◆ Passage
3/31/2021

My Read Local BC Interview Series is back!


Like in each of the last two years, things have been quiet here on the blog, as I am busily preparing for a deluge of interviews (8!) over Read Local BC. Starting tomorrow (April 1st - not a joke!), a new interview between me and a BC poet will go up on their site every Tuesday and Thursday all month long, culminating in a special ninth posting at the end of the month.

I can't thank Read Local BC enough for the space and support they've provided for this project over the last three years. It's an immense amount of work (I start the interviews in September), but I love doing it, and love having a partner who believes in championing BC poets as much as I do (and tolerates unreasonably long interviews!).

To show you how serious we are about this, the good folk at Read Local BC have made not one, but TWO promotional graphics for this year's edition:



All of the interviews will eventually make their way over to this here blog, to join the 70+ interviews currently on this blog (you can read all of my Read Local BC interviews from past years here). But if you like your interviews hot and fresh (and who likes cold, soggy interviews?) keep an eye on ReadLocalBC.ca, and the Read Local BC "#NPM2021" hashtag, all month long!

3/30/2021

it’s never one poem that changes me

The revelations I get from reading poetry are so tiny and inward. It’s never one poem that changes me. For instance, I looked at Pam Rehm’s poems for a number of years and had very little response. I’d call her my favourite poet now. But it was not something that I recognized for a long time. It’s like falling in love, but in an arranged marriage over many years. Strangely, while writing my own poems, I’ve usually had to have one of her books in my hands. And this was going on long before I liked her poems. I was dependent on the tactility of that book just to write my own stuff. Could I have acquired a taste for her poems through my hands? (Now I’m thinking about Oliver Sacks.) What’s certainly true however: I spend significantly more time with books of poetry that are easy to tote, hold and to flip through than ones that aren’t. If I had larger hands, it’s very possible that I’d love other poets.


- Emily Tristan Jones, in conversation with The LeHave Review, which profiles one poem/poet each season. You can read the whole thing here

3/29/2021

more than one thing happening at one time

The problem of emotion in poetry is twofold: 1) Direct statements of feeling, with notable exceptions, generally fail to elicit that feeling in the reader. People who talk about their feelings all the time are tedious and so are poems with similar inclinations. 2) Unalloyed emotions - pure grief, pure terror, pure joy - don't tend to be very interesting written down. They're pre-verbal, they activate primitive brain regions too far from our language centres. They either write white or purple. The most authentic and the most poignant emotions tend to be the mixed ones, and mixed feelings defy articulation because there's more than one thing happening at one time. Which is the same thing language does in a poem. So there's a kind of black magic involved in trying to write something that instills emotion in the reader. Shortcuts are always tempting, but they almost never get you where you want to be.

◆ Tasks and exercises
A – In the poetry blog, on which days of the week will the new interviews go up during April?
B – Please go on with the poetry blog from the point where it stops.

◆ Supplied records
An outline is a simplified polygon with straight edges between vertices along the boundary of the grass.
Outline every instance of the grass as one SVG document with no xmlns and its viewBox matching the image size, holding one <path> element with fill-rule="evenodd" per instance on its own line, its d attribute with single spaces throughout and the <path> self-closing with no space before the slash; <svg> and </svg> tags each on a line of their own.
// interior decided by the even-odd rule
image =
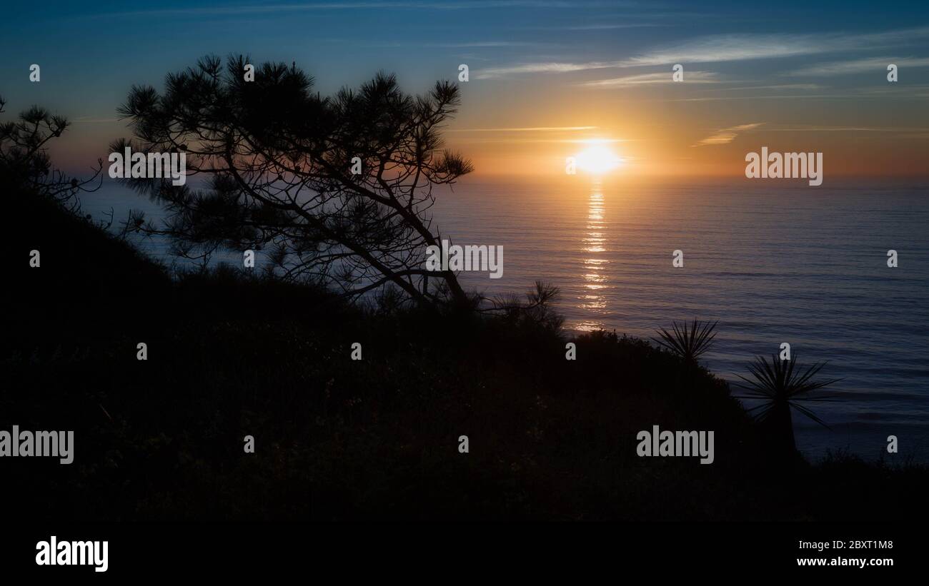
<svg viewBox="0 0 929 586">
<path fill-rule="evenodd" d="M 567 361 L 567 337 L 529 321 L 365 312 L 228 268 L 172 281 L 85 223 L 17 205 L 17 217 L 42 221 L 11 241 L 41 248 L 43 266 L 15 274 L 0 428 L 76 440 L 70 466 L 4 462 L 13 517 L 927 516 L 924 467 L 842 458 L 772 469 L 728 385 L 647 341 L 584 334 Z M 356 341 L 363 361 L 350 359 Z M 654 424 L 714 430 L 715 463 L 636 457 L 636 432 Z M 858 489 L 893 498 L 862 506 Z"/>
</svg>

---

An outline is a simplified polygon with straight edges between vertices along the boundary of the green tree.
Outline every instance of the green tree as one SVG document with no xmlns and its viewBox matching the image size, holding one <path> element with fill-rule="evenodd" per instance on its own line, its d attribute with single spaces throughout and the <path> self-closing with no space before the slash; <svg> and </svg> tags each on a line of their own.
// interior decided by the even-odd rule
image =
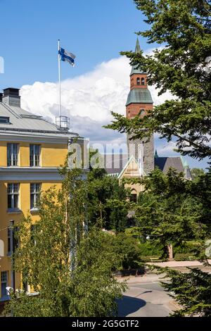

...

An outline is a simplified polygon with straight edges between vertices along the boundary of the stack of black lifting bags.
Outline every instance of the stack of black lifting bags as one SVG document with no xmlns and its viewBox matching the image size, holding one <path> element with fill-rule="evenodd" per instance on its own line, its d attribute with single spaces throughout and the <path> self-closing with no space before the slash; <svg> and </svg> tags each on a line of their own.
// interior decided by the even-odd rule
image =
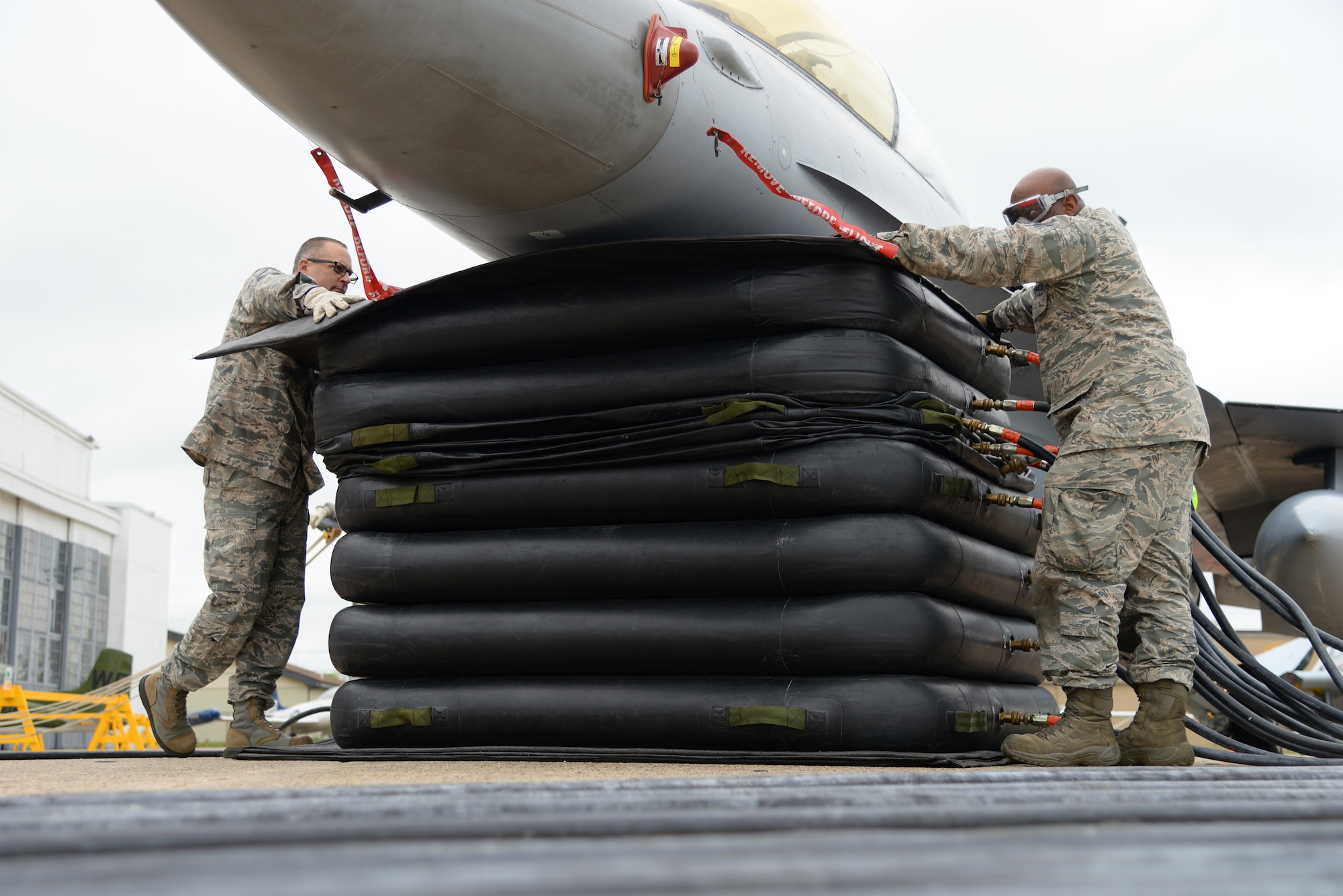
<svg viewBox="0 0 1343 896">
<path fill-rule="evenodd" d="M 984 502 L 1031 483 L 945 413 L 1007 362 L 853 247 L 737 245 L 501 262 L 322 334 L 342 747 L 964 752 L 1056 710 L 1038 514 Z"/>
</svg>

◆ Task-by-task results
A – Tuesdays and Thursdays.

B –
 

- Zachariah Wells, from his interview with Jesse Eckerlin entitled "Deep Time, Black Magic and Ugly Stuff", as published in Wells' Career Limiting Moves: Interviews, Rejoinders, Essays, Reviews. 

3/26/2021

wrestling chaos into music

The present can definitely “deform” the past in the sense of blurring it, making it formless, but also the present can warp the past, I think, by objectifying and decontextualizing it. Poetry’s artifice objectifies, too—things like rhyme and meter do—by introducing tidy patterns of organization. Paul Fussell says the first way meter means, for example, is by reminding us that someone is out there, wrestling chaos into music.

- Allison Adair, in interview with the The LaHave Review, which profiles one poem/poet each season. You can read the whole thing here.

3/24/2021

truthful and selfish

In my earlier poetry I was really fixated on the reader’s experience of my poem, not whether it felt honest to me. As soon as I started being truthful and, frankly, selfish, that’s when the poems started feeling important. And I needed to let go of the control that I thought was necessary to have over a poem. I learned to let my instincts lead, and trust that all the reading and studying had built enough of a framework of knowledge in me that the poetic merit would show through on its own.


- Molly Cross-Blanchard, in conversation with Manahil Bandukwala about Molly's debut collection, Exhibitionist, over at Canthius. You can read the whole thing here.

3/22/2021

be intensely themselves and remain themselves

rob mclennan: What do you see the current role of the writer being in larger culture? Does s/he even have one? What do you think the role of the writer should be? 
stephanie roberts: My answer is paradoxical. The writer shouldn't give a fuck about their role in culture, and their role is vital. The role of the poet is to, as much as possible, be themselves intensely and remain themselves. Not to say who we are is static. I think the healthy psyche is subject to the same pressures [as] on a caterpillar to become butterfly. 
Wallace Stevens believed that poetry achieves more for the knowledge of human nature than history. In an essay on poetry and the imagination, he looked to Swiss historian Jakob Burckhardt for affirmation, "Burckhardt considers the status of poetry at various epochs, among various peoples and classes, asking each time who is singing or writing, and for whom. Poetry is the voice of religion, prophecy, mythology, history, national life and inexplicably, for [Burckhardt], of literature." I tend to agree. 

 - stephanie roberts, in reply to rob mclennan's 12 or 21 questions over on his blog. You can read the whole thing here.

3/19/2021

great literature keeps on freeing minds to do other things

When I first became aware of the exhilarations of poetry as a community college freshman on the Mojave Desert, the poets who moved me were immaculately remote from my world. That was one of their attractions: Gerard Manley Hopkins, Jesuit priest, so incantatory I could barely understand him; John Donne, priest again, even earlier in the British lineage, and glorious crafter of something called c o n c e i t s.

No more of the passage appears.